> **Extrait du document**

************

« Le tatouage possède un attrait comparable à celui de l’opium : une fois sous sa coupe, toute résistance devient futile. Pour les personnes victimes de son emprise, plus rien n’a d’importance. »

Akimitsu TakagiExtrait tiré de son premier livre Shisei Satsujin Jiken (1948)
Autoportrait du tattoo writer, l'écrivain japonais fou de tatouage Akimitsu Takagi, ca. 1955, Tokyo

En bref

Akimitsu Takagi (1920-1995) est un des plus grands écrivains du roman policier japonais du 20e siècle.
Né à Aomori dans le nord du Japon, Akimitsu Takagi devient dans la période qui suit la fin de la Seconde Guerre mondiale l’un des auteurs les plus populaires du Japon. Issu d’une famille de médecins, scientifique formé à l’université de Kyoto avec l’élite du pays, Takagi quitte le secteur aéronautique après la défaite et s’investit de façon peu banale dans l’écriture, sur les conseils d’une voyante.
Son intérêt pour le tatouage lui sert de façon déterminante pour l’intrigue de son premier roman : Shisei Satsujin Jiken. Publié en 1948, cette enquête autour des meurtres de personnes tatouées dans le Tokyo dévasté d’après-guerre connaît un succès immédiat. Il lance sa carrière en même temps qu’il lui vaut dans les cercles littéraires de la capitale le surnom « écrivain du tatouage ». Quand il disparaît en 1995, il laisse derrière plus de 250 histoires. Au Japon, ses livres se sont vendus à plusieurs millions d’exemplaires.
Shisei Satsujin Jiken est traduit pour la première en français en 2016 et sort chez Denoël sous le titre Irezumi.

Repères

1948
Sortie du premier livre d'Akimitsu Takagi: Shisei Satsujin Jiken.
1953
Adaptation de Shisei Satsujin Jiken au cinéma par le réalisateur japonais Mori Kazuo.
1997
Sortie de The Tattoo Murder Case chez Soho Press (États-Unis), première traduction en langue anglaise de Shisei Satsujin Jiken
2016
Sortie de Irezumi chez Denoël, première traduction française de Shisei Satsujin Jiken.
2022
Sortie de The Tattoo Murder chez Pushkin Press, première traduction au Royaume-Uni de Shisei Satsujin Jiken.
Le tattoo writer, l'écrivain japonais Akimitsu Takagi chez lui à Tokyo, ca.1955

(Akimitsu Takagi chez lui, ca. 1955 ©Takagi A. coll. / DR))

************

> **Données**
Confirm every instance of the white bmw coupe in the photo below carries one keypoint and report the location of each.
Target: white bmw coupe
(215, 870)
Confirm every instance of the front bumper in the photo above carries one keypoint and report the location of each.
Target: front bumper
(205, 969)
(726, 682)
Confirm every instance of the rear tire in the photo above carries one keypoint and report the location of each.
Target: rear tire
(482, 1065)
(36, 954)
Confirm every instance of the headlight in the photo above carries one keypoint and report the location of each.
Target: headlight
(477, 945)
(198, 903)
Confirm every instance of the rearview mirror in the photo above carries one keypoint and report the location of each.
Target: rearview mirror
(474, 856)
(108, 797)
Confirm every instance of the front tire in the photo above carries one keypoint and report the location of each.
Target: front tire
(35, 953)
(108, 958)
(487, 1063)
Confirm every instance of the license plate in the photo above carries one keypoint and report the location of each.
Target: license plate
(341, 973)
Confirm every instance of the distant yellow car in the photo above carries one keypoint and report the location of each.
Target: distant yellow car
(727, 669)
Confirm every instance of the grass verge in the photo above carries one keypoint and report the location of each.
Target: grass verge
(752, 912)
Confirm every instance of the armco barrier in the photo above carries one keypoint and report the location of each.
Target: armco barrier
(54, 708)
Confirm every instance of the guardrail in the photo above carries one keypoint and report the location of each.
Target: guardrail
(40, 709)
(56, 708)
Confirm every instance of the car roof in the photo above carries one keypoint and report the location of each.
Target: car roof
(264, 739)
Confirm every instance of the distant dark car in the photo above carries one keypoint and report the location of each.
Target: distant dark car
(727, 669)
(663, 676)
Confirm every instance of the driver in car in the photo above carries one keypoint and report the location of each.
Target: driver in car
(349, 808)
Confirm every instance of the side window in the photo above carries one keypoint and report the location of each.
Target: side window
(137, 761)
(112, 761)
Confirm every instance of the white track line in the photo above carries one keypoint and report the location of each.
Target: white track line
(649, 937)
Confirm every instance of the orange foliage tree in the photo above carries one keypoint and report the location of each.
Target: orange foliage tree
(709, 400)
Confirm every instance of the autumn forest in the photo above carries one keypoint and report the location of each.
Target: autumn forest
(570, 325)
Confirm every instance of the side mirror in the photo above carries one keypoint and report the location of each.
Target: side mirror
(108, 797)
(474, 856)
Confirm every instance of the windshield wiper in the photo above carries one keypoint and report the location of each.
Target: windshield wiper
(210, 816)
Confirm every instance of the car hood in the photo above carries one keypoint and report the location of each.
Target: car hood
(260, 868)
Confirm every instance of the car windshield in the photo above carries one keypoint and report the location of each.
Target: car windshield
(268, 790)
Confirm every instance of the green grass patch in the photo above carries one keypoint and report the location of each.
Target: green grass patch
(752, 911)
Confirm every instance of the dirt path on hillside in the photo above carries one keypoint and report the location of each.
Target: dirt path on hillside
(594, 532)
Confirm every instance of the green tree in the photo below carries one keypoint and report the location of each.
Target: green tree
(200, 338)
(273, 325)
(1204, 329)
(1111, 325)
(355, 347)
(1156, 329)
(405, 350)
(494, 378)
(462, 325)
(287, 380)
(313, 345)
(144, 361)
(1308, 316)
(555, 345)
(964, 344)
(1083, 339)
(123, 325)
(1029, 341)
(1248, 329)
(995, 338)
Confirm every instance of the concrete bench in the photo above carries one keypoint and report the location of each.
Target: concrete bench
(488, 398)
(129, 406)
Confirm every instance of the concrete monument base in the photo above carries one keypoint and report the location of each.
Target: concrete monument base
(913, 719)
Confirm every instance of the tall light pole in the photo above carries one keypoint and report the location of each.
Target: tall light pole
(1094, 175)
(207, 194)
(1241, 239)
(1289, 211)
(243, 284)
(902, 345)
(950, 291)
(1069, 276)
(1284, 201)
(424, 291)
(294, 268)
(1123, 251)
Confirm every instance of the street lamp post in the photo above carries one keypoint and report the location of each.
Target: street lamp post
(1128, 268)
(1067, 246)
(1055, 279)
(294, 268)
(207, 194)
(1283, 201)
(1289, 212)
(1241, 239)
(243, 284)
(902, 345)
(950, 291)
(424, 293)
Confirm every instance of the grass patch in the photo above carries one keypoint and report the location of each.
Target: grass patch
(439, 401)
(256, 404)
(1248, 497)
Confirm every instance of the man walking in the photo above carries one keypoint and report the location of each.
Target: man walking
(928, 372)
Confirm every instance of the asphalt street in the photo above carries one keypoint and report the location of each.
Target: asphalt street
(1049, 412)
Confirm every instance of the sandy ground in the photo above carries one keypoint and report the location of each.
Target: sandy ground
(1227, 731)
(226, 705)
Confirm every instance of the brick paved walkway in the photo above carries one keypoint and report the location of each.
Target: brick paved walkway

************

Recopiez le passage du texte consacré à Akimitsu Takagi qui va de « Son intérêt pour » à « japonais Mori Kazuo. », bornes comprises. Appuyez-vous uniquement sur le texte consacré à Akimitsu Takagi.

Son intérêt pour le tatouage lui sert de façon déterminante pour l’intrigue de son premier roman : Shisei Satsujin Jiken. Publié en 1948, cette enquête autour des meurtres de personnes tatouées dans le Tokyo dévasté d’après-guerre connaît un succès immédiat. Il lance sa carrière en même temps qu’il lui vaut dans les cercles littéraires de la capitale le surnom « écrivain du tatouage ». Quand il disparaît en 1995, il laisse derrière plus de 250 histoires. Au Japon, ses livres se sont vendus à plusieurs millions d’exemplaires.
Shisei Satsujin Jiken est traduit pour la première en français en 2016 et sort chez Denoël sous le titre Irezumi.

Repères

1948
Sortie du premier livre d'Akimitsu Takagi: Shisei Satsujin Jiken.
1953
Adaptation de Shisei Satsujin Jiken au cinéma par le réalisateur japonais Mori Kazuo.